*Teks yang ditampilkan*.

· · ·

Ketua Umum PDS Denny Tewu bahkan sempat mengatakan akan mengirim surat kepada Presiden SBY untuk meminta pemerintah meninjau kembali hubungan diplomatik dengan Malaysia. Pengajar Ilmu Hubungan Internasional Universitas Airlangga, Basis Susilo juga sependapat dengan usulan pemutusan hubungan diplomatik karena menurutnya, kesiapan pemerintah memutuskan hubungan diplomatik dengan Malaysia pada akhirnya akan meningkatkan gengsi Indonesia di mata negara lain.
Sedangkan Menkopolhukam Djoko Suyanto mengatakan, ide berperang atau berkonfrontasi dengan Malaysia atau menarik duta besar, tidak akan menyelesaikan masalah. Menurutnya, diperlukan pendinginan suasana dari setiap pihak. Baru setelah itu pembicaraan tentang perbatasan bisa dilanjutkan kembali.

· · ·

*Materi yang diberikan*.
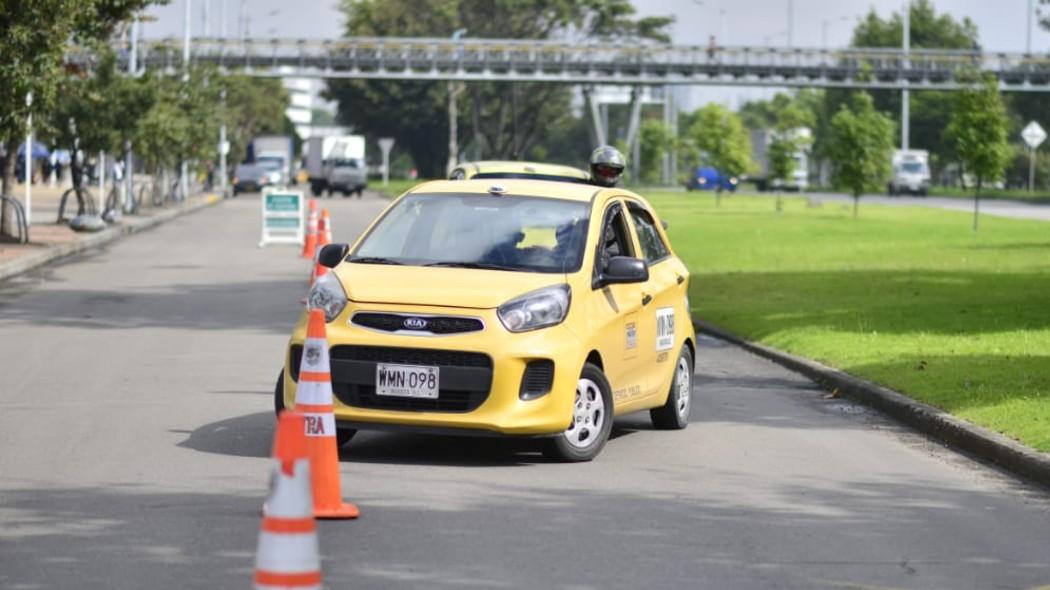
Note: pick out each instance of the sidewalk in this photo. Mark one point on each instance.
(49, 240)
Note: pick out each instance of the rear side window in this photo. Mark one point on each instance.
(652, 245)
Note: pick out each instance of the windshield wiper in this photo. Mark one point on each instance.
(484, 266)
(375, 260)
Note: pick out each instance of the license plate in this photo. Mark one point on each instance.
(406, 381)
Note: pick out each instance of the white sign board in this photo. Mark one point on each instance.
(284, 213)
(1033, 134)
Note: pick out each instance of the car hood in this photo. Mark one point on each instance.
(439, 287)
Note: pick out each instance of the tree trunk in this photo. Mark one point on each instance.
(977, 204)
(8, 223)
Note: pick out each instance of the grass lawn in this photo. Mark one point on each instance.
(907, 297)
(397, 186)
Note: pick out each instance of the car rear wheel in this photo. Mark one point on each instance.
(591, 420)
(674, 414)
(342, 436)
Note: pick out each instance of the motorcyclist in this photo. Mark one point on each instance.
(606, 166)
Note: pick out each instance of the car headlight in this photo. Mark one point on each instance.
(327, 294)
(539, 309)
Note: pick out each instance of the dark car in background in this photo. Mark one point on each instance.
(251, 177)
(707, 177)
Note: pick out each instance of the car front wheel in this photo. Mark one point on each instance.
(591, 420)
(674, 414)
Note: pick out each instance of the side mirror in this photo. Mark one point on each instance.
(332, 254)
(625, 269)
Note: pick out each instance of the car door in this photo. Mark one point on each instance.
(666, 311)
(615, 310)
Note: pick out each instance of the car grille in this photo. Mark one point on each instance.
(435, 324)
(465, 378)
(538, 379)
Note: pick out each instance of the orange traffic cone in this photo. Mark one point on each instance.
(288, 555)
(323, 238)
(314, 400)
(310, 246)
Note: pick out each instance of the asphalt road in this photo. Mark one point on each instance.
(135, 425)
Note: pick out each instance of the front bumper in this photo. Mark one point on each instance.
(471, 397)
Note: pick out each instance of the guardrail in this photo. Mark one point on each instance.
(595, 63)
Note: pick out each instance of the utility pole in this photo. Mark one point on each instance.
(28, 157)
(905, 123)
(128, 156)
(183, 172)
(1028, 30)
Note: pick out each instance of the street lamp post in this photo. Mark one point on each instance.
(453, 114)
(904, 92)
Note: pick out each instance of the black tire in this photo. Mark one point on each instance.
(560, 448)
(674, 416)
(342, 436)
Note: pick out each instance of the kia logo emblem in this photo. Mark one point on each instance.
(414, 323)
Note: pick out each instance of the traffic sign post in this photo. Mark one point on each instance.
(1033, 135)
(282, 217)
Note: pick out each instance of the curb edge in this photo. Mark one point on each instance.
(105, 237)
(937, 423)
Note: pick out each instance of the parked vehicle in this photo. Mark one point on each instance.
(274, 152)
(760, 141)
(910, 172)
(336, 164)
(707, 177)
(251, 177)
(504, 306)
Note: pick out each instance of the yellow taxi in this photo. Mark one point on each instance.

· · ·

*Permintaan tertulis A*.
Tolong tampilkan bagian teks tentang hubungan Indonesia–Malaysia antara "Ketua Umum PDS" dan "mata negara lain.", termasuk kedua batas tersebut, tanpa perubahan apa pun.
*Permintaan tertulis B*.
Sebutkan semua nama orang yang muncul dalam teks tentang hubungan Indonesia–Malaysia.
Item-item di atas merupakan materi tersendiri yang terpisah dari teks.

*Jawaban tertulis A*.
Ketua Umum PDS Denny Tewu bahkan sempat mengatakan akan mengirim surat kepada Presiden SBY untuk meminta pemerintah meninjau kembali hubungan diplomatik dengan Malaysia. Pengajar Ilmu Hubungan Internasional Universitas Airlangga, Basis Susilo juga sependapat dengan usulan pemutusan hubungan diplomatik karena menurutnya, kesiapan pemerintah memutuskan hubungan diplomatik dengan Malaysia pada akhirnya akan meningkatkan gengsi Indonesia di mata negara lain.

*Jawaban tertulis B*.
- Denny Tewu
- SBY
- Basis Susilo
- Djoko Suyanto